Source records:
────────────────

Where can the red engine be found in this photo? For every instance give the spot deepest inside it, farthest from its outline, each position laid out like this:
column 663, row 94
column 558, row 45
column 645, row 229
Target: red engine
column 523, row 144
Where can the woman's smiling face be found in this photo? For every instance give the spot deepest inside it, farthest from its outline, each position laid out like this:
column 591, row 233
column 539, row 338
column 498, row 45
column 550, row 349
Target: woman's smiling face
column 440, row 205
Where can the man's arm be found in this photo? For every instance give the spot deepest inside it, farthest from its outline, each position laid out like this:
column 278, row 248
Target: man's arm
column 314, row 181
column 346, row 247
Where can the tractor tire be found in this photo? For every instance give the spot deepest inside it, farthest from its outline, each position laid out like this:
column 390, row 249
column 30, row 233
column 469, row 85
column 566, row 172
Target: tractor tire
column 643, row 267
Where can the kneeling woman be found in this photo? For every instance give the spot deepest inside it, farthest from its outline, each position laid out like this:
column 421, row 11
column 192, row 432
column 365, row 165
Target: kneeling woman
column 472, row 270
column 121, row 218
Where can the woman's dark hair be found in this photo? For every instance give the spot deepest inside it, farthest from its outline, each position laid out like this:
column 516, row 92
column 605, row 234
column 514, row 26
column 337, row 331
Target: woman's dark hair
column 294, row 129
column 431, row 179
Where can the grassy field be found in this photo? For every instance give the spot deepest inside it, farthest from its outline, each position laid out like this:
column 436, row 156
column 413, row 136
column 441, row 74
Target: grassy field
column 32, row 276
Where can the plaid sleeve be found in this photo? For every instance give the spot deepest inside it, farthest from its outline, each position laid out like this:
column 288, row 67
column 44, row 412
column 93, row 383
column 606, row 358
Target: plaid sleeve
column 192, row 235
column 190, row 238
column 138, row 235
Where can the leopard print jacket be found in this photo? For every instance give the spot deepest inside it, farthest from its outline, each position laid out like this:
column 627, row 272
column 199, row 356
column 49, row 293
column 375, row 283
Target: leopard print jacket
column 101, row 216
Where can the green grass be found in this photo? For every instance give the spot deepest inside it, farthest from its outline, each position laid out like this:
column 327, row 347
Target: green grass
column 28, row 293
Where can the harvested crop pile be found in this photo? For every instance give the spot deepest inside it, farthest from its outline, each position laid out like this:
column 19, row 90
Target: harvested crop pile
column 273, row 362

────────────────

_WRITTEN REQUEST_. Copy out all the source records above with "boundary" substituted for each occurrence of "outline". Leave everything else unchanged.

_OUTPUT OF THE EXERCISE_.
Where can the red engine be found in this photo? For every instance give the spot deepest inside it, farthest from its boundary, each position laid out like this:
column 663, row 94
column 558, row 45
column 645, row 229
Target: red engine
column 523, row 144
Where can the woman's smiling face be found in this photo? For every instance give the spot deepest inside it, farthest from its boundary, each position laid out like this:
column 591, row 233
column 539, row 338
column 498, row 45
column 550, row 349
Target: woman's smiling face
column 440, row 205
Where can the man's arm be found in this photo? For every instance give the spot deepest inside it, farthest from its boundary, each position laid out like this:
column 278, row 248
Target: man's arm
column 314, row 181
column 346, row 247
Where can the tractor tire be found in this photo? For every instance give the spot deepest inside it, farthest from its boundary, each position laid out like this:
column 390, row 249
column 30, row 233
column 469, row 85
column 566, row 172
Target: tractor tire
column 643, row 267
Where can the kneeling woman be found in this photo? For every instance give the spot deepest inside it, farthest from its boundary, each position laid out like this:
column 421, row 11
column 192, row 432
column 365, row 165
Target: kneeling woman
column 472, row 270
column 121, row 218
Where can the woman's dark hair be found in this photo? For every instance give the spot deepest inside it, farthest from its boundary, each position laid out like this:
column 516, row 92
column 605, row 234
column 514, row 26
column 337, row 331
Target: woman's dark hair
column 294, row 129
column 431, row 179
Where can the grassy field be found in this photo? For every instance give the spot deepest inside it, farthest from its boundary, each position laid out like this:
column 436, row 156
column 413, row 136
column 441, row 74
Target: grassy field
column 32, row 276
Where can the plaid sleeve be found in this photo? For every instance give the spot deepest inside it, farthest from its boundary, each position laid out like this:
column 288, row 67
column 44, row 412
column 93, row 383
column 606, row 358
Target: plaid sleeve
column 192, row 235
column 190, row 238
column 138, row 235
Where can the leopard print jacket be found in this photo? For every instance give the spot deepest inside it, farthest from its boundary, each position laid out like this:
column 627, row 272
column 199, row 356
column 49, row 293
column 375, row 283
Target: leopard print jacket
column 101, row 216
Where can the green grass be found in this photo? For every instance give the spot deepest inside it, farthest from its boundary, each position laid out like this:
column 327, row 347
Target: green grass
column 28, row 293
Where can the harvested crop pile be found in this photo? For every instance give the spot deepest inside it, farthest from its boundary, each position laid out like this:
column 19, row 90
Target: harvested crop pile
column 273, row 362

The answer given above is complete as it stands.